— Tasks to perform —
**A)** In the commentary on the papal peace prayer, what office does Shimon Peres hold?
**B)** Using the commentary on the papal peace prayer, explain why Mahmoud Abbas is said to be right to feel he has no option but to appeal for God's help.
**C)** List every natural disaster the commentary on the papal peace prayer names as an example of what believers pray for help against.

--- Provided text ---

No one should doubt the Pope’s noble intentions or his genuine quest for peace. Neither should we fail to understand the significant symbolic meaning of the papal gesture.

Faith, which often heightens believers’ resolve to pursue their struggle to reach their goals without succumbing to adversity, does not usually comply with the rules of rational logic. But that does not mean that the hard facts that exist in the Holy Land — to use the relevant terminology — should be disguised while evaluating Pope Francis’ initiative.

One such fact is that one of the two leaders who was invited to pray for peace, Shimon Peres, is the president of Israel, which is primarily responsible not only for sowing the seeds of conflict in the region, but also remains, until this very day, the main obstacle in the way of any effort to achieve a just peace.

That obviously, does not apply to the other leader, Palestinian Authority President Mahmoud Abbas who, over the years, offered endless concessions to the Israelis in pursuit of a settlement, at the expense of his people’s rights.

Despite the proven futility of his tactics, Abbas continues to offer concessions, hoping that the results would be different. Abbas is right, therefore, to feel that he, too, is left with no other option but to appeal for God’s help.

Faithful believers worldwide pray to God for help and salvation in difficult times, but mainly when subject to natural disasters, which they often have no power to prevent or control, such as earthquakes, epidemics, floods and the like, but they do not pray for salvation from the evil they deliberately and viciously initiate, maintain, keep and prolong.

We know that the Israeli president who joined in the prayer has no much power in his hands now to influence in any constructive manner the behaviour of the current government of his country, but he has been an essential part of the Zionist project that deprived the region of peace and stability for the last seven decades.

--- Study material ---

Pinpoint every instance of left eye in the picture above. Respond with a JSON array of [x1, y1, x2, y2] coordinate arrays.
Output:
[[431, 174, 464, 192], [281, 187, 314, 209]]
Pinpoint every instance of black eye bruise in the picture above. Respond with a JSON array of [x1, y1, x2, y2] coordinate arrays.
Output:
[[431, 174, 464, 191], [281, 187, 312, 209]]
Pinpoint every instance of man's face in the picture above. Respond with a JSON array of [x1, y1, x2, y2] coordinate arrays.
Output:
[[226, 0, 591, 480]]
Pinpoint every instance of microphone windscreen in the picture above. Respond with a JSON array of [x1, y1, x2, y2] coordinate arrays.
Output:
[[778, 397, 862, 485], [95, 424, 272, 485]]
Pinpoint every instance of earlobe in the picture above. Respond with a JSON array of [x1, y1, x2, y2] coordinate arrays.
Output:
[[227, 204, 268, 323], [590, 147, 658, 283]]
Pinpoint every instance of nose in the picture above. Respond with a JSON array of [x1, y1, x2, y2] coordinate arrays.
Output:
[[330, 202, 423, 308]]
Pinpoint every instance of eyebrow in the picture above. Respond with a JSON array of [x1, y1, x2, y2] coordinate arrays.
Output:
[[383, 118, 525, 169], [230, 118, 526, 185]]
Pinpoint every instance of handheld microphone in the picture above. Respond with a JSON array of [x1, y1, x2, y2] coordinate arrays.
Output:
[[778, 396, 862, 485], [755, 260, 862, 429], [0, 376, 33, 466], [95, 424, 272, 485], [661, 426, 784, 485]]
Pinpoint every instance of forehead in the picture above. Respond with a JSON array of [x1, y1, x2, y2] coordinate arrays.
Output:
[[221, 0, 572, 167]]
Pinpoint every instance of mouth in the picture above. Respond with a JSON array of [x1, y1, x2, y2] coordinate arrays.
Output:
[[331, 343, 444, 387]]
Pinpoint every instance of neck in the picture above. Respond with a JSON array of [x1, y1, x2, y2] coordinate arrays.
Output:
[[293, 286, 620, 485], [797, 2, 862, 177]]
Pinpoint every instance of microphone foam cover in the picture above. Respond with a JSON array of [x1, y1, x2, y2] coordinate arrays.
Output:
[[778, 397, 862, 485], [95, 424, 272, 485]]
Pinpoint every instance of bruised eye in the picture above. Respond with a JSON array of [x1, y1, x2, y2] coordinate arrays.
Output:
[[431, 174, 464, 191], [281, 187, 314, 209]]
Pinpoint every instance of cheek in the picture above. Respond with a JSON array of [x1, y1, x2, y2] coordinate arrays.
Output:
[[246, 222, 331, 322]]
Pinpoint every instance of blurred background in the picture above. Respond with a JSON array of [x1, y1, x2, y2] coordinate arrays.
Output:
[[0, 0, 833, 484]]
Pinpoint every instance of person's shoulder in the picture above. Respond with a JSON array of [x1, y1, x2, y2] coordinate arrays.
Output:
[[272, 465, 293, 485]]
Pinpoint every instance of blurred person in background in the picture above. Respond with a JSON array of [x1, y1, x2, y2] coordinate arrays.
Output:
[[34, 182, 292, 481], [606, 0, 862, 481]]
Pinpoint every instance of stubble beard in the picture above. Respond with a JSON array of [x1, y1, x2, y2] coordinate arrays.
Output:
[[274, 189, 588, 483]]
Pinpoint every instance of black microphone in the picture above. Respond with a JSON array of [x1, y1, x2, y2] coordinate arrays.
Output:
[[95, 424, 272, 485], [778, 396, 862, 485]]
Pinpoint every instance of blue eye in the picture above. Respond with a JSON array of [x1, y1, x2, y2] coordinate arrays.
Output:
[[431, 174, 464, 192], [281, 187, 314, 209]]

---
--- Study material ---

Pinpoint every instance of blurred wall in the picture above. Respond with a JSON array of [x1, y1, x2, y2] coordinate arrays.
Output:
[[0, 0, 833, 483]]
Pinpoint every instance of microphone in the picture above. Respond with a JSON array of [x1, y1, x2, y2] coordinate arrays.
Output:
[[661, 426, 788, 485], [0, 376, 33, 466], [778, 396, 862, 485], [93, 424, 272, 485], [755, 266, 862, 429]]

---

— Written responses —
**A)** President of Israel.

**B)** Over the years, Abbas has offered endless concessions to the Israelis in pursuit of a settlement, at the expense of his people's rights. His tactics have proven futile, yet he keeps offering concessions and hoping for different results. For that reason, the commentary says he is right to feel he has no other option but to appeal to God.

**C)** Earthquakes, epidemics, floods